>> BEGIN

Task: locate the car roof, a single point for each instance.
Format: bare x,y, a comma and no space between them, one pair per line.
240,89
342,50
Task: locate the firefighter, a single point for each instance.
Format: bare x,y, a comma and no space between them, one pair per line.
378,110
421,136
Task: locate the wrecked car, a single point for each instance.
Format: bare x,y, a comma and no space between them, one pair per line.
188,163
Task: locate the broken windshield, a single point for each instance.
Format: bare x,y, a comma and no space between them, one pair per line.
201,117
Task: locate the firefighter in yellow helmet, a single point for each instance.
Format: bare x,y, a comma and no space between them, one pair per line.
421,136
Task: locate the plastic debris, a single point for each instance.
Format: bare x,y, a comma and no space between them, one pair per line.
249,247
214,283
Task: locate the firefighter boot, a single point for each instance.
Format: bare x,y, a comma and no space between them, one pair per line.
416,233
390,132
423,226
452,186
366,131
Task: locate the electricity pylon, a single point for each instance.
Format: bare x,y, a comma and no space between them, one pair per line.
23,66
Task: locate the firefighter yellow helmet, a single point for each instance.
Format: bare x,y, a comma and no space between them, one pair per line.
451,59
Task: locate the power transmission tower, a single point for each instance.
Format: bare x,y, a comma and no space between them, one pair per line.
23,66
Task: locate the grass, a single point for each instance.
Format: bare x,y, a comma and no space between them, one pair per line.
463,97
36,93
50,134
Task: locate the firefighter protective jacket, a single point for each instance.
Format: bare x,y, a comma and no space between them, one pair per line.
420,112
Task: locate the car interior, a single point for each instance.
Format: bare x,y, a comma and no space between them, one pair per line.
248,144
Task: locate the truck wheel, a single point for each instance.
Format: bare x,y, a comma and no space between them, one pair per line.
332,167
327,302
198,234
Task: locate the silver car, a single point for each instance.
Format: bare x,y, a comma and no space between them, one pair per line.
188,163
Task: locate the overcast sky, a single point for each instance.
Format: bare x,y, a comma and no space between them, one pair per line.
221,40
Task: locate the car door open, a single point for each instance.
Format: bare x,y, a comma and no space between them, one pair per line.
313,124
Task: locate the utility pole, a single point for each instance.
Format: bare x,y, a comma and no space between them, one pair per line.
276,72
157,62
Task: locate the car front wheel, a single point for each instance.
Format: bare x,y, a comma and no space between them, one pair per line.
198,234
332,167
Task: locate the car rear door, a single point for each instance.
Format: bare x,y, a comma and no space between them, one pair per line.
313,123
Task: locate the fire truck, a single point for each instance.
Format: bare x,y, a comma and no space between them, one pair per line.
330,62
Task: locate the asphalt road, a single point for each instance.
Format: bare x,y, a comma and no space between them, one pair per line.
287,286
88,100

>> END

Goal - Copy each record from above exactly, and include every line.

Response below -
Task: locate the car roof, a single point for each instance.
Format: bare x,y, a comma and no space between them, one pair per line.
240,89
342,50
Task: locate the firefighter, a single point for each instance.
Format: bare x,y, a comma and no space between them, one pair per line.
378,110
421,136
Task: locate the wrecked car, a single point for each instance.
Format: bare x,y, a comma and no space between them, one pair per line.
188,163
Task: locate the broken windshield, a single point for each instance.
Format: bare x,y, a comma and no space between them, one pair per line.
201,117
Task: locate the firefighter in yellow helmet, a single point for each instance.
Format: bare x,y, a comma and no space between them, one pair per line.
421,136
Task: locate the plastic debris, a single point for each instance.
Format: bare x,y, a comma and no space between them, one pair per line.
249,247
214,283
Task: locate the firefighter boot, a single point for each instance.
Format: bare x,y, a comma and no space between them, one pair per line.
416,233
390,132
423,226
452,186
366,131
Task: locate the electricity pylon, a single point for each instance.
Format: bare x,y, a comma and no space between them, one pair per line.
23,66
Task: locate the firefighter yellow helmet, a single point for each instance.
Format: bare x,y, a comma and no space between them, one pair per line.
451,59
Task: locate the power transmission tower, a single point for each instance.
Format: bare x,y, a comma and no space between them, one pair per line.
23,66
Task: locate the grass, a single point for each instance.
Format: bare x,y, a comma and no space between them, one pair per line.
463,97
36,93
50,134
Task: locate the firefighter protective jacket, a single point for each instance.
Format: bare x,y, a comma and no space between them, one pair per line.
420,112
Task: locate the car interior, a single point for each instance.
Format: bare x,y, a comma and no space between them, one pair per line.
248,144
Task: locate the truck wheel, a single point for each instance.
Format: bare x,y, a comma and no space between them, one pair per line.
332,167
327,302
198,234
Task: locate the silver car, a single point for each instance.
Format: bare x,y, a comma and no space between them, one pair per line.
188,163
Task: locate the overcast sky, a single point for each instance.
Format: bare x,y, a comma and no space between them, one pair per line.
221,40
Task: locate the car door open, a single point for each instance.
Format: bare x,y, a comma and no space between them, one pair per line.
313,124
Task: locate the utility pole, a single point for each instance.
Format: bare x,y, a comma and no space between them, one pair per line.
276,72
157,62
Task: locate the car front wheel, a single point for each instance.
Format: bare x,y, a comma and no space between them, one pair per line.
198,234
332,167
Task: locate the car rear door, a single point for each instance.
Format: bare x,y, a comma and no space between them, one pair per line.
313,123
Task: locate the fire truck, a single point for each instance.
Format: bare x,y, a comma and no space between them, one pair per line.
330,62
Task: locate the asphalt road, a single point for each instance.
Format: bare x,y, a comma and no space between them, one pair per line.
287,286
88,100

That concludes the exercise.